-- What is needed --
Below are several records. Retype exactly those lines running from the one with "the form (354,192);" through the one with "the form (538,749);", end lines included, and no others.

═════ Recorded information ═════

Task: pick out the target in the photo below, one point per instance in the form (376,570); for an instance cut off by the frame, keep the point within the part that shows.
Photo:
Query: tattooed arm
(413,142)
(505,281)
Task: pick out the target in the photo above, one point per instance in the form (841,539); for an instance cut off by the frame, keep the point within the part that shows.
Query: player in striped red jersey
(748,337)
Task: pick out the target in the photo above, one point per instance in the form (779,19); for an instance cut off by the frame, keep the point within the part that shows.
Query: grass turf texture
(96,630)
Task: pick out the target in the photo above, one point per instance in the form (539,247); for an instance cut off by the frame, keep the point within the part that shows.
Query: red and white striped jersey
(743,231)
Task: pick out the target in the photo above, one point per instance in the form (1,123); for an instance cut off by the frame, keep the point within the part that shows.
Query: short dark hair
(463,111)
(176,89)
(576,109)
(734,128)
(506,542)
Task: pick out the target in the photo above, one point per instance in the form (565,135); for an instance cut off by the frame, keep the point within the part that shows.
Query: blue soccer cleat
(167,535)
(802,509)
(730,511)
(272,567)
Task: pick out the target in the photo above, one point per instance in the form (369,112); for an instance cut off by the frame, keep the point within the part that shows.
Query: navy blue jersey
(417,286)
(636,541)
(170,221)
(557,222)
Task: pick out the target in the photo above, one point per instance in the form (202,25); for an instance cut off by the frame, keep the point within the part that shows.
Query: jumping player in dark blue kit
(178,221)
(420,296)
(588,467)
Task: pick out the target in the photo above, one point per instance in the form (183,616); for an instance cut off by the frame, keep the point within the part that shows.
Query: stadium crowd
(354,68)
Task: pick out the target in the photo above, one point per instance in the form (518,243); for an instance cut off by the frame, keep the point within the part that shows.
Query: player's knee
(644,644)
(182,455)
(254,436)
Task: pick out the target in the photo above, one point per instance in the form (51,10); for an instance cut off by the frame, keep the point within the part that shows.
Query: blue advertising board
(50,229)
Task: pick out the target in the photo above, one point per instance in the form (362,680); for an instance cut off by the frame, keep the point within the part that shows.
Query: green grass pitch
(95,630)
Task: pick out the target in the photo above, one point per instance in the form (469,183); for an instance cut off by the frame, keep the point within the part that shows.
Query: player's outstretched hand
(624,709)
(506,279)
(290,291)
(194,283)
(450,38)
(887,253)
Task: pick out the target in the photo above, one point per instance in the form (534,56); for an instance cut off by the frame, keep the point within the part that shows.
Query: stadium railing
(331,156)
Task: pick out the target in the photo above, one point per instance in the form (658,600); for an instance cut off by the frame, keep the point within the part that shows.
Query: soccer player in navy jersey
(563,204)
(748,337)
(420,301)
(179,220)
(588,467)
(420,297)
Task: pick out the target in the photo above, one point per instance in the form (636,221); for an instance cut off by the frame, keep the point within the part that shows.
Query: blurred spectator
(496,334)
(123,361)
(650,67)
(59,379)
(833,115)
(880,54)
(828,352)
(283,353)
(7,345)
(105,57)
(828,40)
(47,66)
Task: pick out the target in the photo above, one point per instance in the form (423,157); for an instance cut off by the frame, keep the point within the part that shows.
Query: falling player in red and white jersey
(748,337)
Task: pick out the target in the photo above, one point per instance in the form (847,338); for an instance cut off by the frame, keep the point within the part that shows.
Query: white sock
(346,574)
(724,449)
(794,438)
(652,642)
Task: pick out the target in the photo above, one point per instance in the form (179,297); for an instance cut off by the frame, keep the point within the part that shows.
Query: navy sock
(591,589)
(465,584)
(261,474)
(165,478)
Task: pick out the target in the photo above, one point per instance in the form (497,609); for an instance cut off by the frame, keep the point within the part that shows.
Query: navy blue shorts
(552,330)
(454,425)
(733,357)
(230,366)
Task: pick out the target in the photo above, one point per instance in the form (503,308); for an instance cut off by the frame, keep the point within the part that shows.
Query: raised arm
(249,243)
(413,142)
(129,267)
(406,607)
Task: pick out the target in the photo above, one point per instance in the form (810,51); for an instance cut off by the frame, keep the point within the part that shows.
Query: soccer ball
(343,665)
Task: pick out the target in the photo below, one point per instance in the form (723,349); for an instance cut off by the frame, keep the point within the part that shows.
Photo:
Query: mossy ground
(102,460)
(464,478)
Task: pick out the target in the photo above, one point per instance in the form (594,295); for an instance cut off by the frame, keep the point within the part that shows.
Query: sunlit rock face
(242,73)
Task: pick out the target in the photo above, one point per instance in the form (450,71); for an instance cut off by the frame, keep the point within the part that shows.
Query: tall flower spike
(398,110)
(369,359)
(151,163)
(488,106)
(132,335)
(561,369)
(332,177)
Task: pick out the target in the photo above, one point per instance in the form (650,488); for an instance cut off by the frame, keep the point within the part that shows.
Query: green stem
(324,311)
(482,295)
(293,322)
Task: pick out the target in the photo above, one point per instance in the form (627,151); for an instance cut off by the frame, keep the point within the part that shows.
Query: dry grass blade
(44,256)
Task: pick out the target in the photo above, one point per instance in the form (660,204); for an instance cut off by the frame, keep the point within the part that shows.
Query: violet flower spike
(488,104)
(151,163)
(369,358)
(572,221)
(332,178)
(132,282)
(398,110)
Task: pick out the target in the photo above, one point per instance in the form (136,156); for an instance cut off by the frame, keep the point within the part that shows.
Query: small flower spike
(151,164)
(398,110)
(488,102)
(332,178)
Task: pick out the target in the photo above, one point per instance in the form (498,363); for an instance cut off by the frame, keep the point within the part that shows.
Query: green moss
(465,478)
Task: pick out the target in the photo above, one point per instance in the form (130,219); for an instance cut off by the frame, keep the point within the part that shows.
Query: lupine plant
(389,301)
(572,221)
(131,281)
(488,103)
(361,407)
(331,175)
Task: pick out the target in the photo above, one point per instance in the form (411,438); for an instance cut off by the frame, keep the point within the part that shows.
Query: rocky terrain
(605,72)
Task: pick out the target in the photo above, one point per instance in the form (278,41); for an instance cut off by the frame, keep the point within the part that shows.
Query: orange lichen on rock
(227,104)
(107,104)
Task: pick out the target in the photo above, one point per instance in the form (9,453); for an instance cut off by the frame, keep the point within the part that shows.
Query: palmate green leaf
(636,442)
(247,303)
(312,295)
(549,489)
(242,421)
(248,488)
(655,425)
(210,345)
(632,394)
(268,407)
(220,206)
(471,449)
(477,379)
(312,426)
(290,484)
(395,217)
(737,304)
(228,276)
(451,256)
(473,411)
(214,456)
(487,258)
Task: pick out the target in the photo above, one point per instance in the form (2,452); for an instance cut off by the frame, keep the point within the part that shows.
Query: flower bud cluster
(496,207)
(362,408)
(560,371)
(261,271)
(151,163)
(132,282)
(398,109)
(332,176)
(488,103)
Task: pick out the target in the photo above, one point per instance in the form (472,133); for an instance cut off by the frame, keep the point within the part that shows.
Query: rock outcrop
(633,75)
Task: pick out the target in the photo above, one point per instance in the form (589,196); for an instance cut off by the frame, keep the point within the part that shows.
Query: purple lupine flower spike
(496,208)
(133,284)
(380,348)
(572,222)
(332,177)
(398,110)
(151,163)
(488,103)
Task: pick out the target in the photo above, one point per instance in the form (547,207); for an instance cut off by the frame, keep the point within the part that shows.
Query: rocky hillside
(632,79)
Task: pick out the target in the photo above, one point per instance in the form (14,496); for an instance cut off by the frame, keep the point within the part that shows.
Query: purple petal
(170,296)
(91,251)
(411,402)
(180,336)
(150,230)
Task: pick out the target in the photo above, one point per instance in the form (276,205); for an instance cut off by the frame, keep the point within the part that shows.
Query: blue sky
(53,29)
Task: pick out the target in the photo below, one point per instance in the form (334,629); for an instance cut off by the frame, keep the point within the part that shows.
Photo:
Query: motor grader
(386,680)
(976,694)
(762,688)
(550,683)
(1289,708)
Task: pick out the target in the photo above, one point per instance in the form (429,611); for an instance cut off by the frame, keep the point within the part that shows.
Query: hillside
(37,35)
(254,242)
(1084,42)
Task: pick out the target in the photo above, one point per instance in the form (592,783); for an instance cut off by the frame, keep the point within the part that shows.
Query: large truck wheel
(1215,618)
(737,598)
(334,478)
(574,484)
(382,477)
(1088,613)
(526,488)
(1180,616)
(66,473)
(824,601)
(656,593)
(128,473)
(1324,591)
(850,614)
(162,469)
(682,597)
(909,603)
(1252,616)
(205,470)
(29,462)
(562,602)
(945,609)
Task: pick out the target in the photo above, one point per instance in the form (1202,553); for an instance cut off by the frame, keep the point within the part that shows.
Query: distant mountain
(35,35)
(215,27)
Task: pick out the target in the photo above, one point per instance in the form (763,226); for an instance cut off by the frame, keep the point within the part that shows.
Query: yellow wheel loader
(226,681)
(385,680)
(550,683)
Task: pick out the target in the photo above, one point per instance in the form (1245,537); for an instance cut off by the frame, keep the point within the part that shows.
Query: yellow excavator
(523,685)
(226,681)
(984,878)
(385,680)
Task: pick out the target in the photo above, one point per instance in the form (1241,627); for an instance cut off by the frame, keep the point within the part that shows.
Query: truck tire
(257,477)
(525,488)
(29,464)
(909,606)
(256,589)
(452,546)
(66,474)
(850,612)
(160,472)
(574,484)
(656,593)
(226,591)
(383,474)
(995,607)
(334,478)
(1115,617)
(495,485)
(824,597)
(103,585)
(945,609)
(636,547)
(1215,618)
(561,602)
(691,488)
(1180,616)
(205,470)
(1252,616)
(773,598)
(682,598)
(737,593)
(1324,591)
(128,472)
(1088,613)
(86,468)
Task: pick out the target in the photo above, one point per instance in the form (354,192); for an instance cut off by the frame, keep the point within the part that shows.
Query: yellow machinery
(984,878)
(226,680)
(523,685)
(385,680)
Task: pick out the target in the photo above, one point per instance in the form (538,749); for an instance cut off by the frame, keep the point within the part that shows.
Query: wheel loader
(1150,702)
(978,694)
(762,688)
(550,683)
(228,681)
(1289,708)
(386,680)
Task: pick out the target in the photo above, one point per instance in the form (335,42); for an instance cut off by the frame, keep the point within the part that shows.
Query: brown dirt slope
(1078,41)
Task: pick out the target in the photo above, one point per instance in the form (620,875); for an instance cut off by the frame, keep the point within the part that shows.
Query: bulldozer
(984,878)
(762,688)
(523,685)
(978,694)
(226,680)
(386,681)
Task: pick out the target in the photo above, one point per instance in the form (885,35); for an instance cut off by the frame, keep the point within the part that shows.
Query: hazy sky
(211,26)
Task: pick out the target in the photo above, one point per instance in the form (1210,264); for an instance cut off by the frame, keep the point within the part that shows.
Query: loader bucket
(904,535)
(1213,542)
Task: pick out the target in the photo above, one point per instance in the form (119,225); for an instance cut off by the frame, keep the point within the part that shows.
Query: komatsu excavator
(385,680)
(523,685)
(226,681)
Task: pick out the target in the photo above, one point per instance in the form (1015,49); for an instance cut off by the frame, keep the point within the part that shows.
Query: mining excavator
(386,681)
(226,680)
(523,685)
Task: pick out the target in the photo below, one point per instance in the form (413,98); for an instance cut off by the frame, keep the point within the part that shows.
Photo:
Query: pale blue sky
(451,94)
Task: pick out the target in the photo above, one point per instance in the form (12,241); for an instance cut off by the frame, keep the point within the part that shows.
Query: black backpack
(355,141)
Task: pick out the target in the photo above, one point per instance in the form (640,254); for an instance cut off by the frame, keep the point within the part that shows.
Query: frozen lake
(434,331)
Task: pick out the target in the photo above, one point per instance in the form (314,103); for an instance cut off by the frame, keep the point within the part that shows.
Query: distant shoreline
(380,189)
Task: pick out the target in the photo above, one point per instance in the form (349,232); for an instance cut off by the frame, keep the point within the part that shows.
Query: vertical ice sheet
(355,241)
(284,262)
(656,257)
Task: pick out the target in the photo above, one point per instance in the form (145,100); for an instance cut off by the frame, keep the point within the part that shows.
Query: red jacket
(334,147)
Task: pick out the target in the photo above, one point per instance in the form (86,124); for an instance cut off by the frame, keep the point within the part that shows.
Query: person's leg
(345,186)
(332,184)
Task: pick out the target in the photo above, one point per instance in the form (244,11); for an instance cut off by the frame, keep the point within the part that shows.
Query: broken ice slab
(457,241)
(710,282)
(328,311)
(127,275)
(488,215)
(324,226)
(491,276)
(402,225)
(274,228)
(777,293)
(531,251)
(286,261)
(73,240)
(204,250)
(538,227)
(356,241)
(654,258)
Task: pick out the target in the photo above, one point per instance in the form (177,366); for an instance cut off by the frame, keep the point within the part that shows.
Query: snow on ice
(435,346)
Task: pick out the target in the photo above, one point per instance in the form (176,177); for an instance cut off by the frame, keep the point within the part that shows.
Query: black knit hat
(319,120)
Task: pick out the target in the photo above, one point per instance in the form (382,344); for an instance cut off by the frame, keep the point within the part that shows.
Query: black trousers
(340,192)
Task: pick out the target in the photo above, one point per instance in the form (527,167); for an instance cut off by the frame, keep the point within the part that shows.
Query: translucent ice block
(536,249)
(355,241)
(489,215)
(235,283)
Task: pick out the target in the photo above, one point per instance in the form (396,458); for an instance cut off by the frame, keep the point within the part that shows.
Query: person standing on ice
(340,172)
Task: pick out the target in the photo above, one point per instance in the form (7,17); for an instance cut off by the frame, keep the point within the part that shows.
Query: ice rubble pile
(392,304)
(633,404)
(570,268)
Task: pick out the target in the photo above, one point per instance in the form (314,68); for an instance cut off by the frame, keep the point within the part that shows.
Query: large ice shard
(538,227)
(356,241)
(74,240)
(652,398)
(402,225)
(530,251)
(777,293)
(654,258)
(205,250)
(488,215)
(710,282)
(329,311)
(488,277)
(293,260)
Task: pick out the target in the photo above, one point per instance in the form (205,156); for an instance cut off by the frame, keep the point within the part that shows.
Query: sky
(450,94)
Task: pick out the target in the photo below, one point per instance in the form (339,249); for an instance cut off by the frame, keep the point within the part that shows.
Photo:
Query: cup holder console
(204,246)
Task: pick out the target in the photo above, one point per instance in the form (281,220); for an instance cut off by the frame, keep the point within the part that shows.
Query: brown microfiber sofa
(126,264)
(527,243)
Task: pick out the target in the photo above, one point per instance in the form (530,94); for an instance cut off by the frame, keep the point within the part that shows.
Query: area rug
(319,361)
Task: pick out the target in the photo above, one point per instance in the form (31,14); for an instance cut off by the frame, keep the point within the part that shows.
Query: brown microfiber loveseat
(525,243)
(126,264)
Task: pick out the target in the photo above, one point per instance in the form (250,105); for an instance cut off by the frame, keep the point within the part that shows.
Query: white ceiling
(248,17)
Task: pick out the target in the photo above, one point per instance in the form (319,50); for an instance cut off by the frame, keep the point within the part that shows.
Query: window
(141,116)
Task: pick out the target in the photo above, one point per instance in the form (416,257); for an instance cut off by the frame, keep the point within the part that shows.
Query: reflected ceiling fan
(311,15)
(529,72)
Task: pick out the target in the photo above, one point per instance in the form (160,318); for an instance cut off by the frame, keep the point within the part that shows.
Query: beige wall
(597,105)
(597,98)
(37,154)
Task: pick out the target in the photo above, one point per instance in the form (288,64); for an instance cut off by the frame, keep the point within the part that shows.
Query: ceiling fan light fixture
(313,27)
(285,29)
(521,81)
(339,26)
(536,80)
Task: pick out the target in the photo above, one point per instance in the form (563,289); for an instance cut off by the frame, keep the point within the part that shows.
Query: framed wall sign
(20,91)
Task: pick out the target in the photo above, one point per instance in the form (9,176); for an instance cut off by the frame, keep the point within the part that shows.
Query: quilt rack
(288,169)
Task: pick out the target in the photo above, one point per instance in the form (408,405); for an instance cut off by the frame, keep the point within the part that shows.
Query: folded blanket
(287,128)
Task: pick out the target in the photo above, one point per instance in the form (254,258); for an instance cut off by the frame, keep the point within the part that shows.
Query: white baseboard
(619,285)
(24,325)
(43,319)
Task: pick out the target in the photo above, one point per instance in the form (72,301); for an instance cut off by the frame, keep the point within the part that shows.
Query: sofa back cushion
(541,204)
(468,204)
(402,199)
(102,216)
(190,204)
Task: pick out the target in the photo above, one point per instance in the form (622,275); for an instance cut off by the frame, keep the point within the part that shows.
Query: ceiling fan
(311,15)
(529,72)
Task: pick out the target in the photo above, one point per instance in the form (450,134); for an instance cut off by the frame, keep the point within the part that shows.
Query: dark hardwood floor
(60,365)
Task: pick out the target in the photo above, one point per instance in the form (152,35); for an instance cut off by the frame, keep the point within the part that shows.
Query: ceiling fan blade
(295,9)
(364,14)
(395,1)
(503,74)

═════

-- Reply --
Task: pick out the target in the photo above, one point per instance in the form (354,192); for an instance cut off by the frame, keep the point within the part that shows.
Query: yellow machinery
(984,878)
(226,680)
(523,685)
(385,680)
Task: pick out the target in the photo above, one point per instance in the form (538,749); for an instance cut off by the frame, keep the point within the part that shows.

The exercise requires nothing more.